### Source material

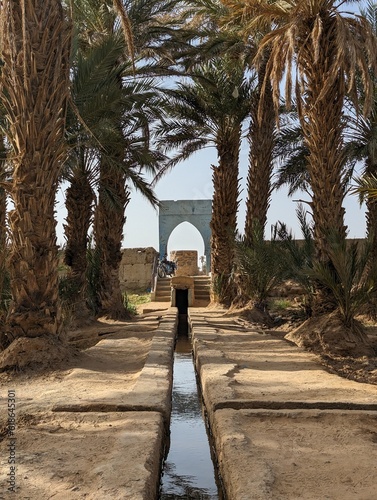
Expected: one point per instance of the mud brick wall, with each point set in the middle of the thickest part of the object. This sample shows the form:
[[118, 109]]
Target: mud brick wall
[[136, 268], [187, 261]]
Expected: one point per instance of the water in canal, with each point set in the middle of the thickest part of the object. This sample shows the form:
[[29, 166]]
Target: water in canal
[[189, 472]]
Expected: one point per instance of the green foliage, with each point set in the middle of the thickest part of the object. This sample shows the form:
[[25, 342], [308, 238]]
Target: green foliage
[[298, 257], [281, 304], [220, 286], [259, 266], [348, 275], [139, 298]]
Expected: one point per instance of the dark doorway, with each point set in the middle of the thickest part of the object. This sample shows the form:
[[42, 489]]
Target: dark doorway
[[181, 300]]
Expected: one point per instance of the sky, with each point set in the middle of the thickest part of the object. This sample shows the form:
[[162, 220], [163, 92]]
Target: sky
[[192, 180]]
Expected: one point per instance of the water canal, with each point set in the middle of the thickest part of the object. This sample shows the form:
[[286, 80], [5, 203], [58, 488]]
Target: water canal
[[189, 471]]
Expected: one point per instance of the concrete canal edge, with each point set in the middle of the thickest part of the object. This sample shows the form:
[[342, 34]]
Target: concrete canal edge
[[140, 423], [279, 421]]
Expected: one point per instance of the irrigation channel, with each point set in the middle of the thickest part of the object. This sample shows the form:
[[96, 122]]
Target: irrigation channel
[[190, 470]]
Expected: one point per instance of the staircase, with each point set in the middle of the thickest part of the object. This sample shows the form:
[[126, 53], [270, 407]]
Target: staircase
[[202, 286], [163, 293]]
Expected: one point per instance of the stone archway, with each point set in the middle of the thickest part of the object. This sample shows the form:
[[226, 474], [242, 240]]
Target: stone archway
[[196, 212]]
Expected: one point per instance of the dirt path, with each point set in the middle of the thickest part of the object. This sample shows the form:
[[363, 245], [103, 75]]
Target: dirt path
[[284, 427], [96, 454]]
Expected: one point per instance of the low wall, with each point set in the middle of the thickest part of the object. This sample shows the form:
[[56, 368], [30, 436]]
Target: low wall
[[136, 268]]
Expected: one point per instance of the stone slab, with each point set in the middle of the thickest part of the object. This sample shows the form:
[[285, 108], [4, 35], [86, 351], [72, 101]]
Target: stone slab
[[286, 455], [105, 456], [239, 367], [151, 390]]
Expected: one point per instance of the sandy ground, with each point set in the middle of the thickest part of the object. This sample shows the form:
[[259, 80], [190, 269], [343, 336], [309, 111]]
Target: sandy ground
[[69, 455], [284, 454], [284, 427]]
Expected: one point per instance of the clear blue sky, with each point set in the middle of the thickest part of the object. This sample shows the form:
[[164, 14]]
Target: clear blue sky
[[192, 180]]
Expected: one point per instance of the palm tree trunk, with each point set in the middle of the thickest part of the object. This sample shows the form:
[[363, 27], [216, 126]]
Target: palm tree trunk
[[322, 126], [261, 142], [108, 229], [35, 53], [79, 204], [224, 217]]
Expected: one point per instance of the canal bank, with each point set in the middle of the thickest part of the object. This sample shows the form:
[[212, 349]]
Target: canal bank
[[283, 427], [96, 426]]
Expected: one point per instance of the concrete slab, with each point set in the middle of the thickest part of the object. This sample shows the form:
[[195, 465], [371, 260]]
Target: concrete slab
[[272, 455], [77, 432], [91, 455], [152, 388], [284, 428], [245, 369]]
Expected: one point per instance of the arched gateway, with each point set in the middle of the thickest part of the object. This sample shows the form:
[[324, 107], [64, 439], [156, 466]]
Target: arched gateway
[[196, 212]]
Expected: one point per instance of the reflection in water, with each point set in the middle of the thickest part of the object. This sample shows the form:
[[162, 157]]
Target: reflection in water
[[188, 471]]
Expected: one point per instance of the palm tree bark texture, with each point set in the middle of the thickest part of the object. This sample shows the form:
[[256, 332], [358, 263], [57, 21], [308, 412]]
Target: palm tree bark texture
[[261, 142], [224, 213], [79, 204], [108, 230], [35, 81]]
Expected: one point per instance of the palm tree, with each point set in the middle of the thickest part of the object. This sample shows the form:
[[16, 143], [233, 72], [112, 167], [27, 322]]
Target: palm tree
[[216, 33], [95, 95], [328, 49], [211, 110], [35, 82], [114, 113]]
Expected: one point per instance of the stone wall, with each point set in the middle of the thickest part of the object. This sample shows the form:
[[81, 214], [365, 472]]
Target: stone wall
[[187, 262], [136, 268]]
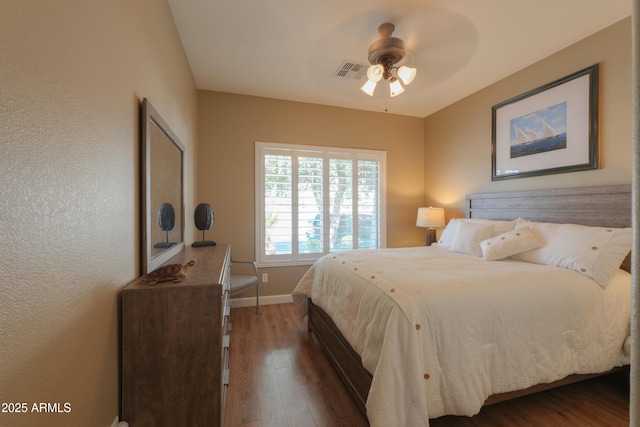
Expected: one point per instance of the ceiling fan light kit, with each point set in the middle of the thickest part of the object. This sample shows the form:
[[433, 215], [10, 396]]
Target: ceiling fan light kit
[[384, 54]]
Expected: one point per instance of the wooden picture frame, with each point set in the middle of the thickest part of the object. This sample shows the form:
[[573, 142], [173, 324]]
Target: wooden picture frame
[[162, 190], [548, 130]]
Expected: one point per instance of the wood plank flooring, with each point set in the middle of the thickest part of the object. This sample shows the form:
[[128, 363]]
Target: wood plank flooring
[[280, 377]]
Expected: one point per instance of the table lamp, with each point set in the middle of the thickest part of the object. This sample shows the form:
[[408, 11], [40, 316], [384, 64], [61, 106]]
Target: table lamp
[[431, 218]]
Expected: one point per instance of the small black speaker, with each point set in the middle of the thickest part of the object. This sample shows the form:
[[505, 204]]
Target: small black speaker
[[203, 217]]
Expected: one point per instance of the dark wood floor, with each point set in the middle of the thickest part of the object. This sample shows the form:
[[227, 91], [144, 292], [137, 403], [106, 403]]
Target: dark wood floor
[[280, 377]]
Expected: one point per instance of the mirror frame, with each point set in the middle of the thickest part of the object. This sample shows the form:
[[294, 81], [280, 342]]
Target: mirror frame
[[151, 118]]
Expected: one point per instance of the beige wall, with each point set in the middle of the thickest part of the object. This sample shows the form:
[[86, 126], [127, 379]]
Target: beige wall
[[458, 138], [72, 75], [228, 127]]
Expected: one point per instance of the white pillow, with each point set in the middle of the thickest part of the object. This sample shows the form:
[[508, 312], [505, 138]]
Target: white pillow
[[510, 243], [450, 230], [468, 237], [593, 251]]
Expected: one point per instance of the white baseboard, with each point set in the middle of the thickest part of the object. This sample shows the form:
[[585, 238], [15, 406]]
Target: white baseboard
[[117, 423], [266, 300]]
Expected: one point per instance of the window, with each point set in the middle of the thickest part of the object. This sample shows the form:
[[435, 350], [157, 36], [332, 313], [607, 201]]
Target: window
[[314, 200]]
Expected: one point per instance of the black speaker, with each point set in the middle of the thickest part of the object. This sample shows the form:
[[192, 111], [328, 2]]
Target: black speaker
[[203, 217]]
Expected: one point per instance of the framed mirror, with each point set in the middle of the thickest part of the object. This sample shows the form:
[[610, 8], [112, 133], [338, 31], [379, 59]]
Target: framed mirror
[[162, 188]]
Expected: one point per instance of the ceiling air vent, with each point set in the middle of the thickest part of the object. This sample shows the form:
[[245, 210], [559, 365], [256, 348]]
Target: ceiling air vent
[[351, 70]]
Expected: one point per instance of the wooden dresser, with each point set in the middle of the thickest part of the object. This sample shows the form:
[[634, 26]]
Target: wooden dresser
[[175, 344]]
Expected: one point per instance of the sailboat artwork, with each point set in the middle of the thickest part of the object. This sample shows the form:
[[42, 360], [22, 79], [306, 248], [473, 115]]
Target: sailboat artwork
[[539, 132]]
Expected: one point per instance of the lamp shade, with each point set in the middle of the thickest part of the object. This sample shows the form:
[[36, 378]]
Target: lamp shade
[[407, 74], [369, 87], [395, 88], [430, 217]]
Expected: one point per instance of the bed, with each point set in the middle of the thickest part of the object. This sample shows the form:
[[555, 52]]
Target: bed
[[454, 342]]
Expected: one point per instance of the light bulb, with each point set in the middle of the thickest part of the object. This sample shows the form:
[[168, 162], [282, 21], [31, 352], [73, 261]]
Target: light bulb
[[407, 74], [374, 73], [369, 87], [395, 88]]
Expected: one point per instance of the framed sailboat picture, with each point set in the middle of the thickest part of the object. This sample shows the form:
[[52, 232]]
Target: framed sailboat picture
[[551, 129]]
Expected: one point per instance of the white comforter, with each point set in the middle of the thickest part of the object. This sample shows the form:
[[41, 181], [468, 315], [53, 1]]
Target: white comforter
[[442, 331]]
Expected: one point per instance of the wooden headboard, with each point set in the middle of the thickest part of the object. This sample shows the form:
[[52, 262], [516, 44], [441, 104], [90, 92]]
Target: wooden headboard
[[604, 206]]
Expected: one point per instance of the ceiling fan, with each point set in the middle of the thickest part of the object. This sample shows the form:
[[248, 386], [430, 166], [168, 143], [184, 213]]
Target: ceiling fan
[[384, 54]]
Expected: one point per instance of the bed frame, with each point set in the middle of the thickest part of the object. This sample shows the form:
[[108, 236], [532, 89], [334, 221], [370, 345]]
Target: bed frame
[[607, 206]]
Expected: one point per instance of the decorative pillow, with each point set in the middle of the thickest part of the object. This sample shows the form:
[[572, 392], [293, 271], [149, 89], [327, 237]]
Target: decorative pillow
[[450, 230], [593, 251], [468, 237], [510, 243]]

### Challenge
Please express the rows from the line containing "Expected: one point per instance of the mirror" through the line containing "[[117, 423], [266, 300]]" as a JSON list of strings, one string per line with blank lines left out.

### Finished exercise
[
  "Expected: one point per instance of the mirror frame, with each point set in the middle of the thickest part of the object. This sample shows the form:",
  "[[294, 81], [280, 342]]",
  "Target: mirror frame",
  "[[151, 118]]",
  "Expected: one point per instance of the beige wall, with each point set in the middle of the thickest part of the object. This sample shows the form:",
  "[[86, 126], [127, 379]]",
  "Target: beige wall",
  "[[458, 138], [72, 75], [228, 127]]",
  "Expected: one point per instance of the white pillow, with each point set in the middle of the thickest part of the object. This sample shows the form:",
  "[[508, 312], [505, 138]]",
  "Target: white pillow",
  "[[510, 243], [450, 230], [468, 237], [593, 251]]",
  "Expected: one point per instance of the white baseboard, with each point set in the middle of the thickest part of the object. This sample shows the form:",
  "[[585, 238], [15, 406]]",
  "Target: white baseboard",
  "[[117, 423], [266, 300]]"
]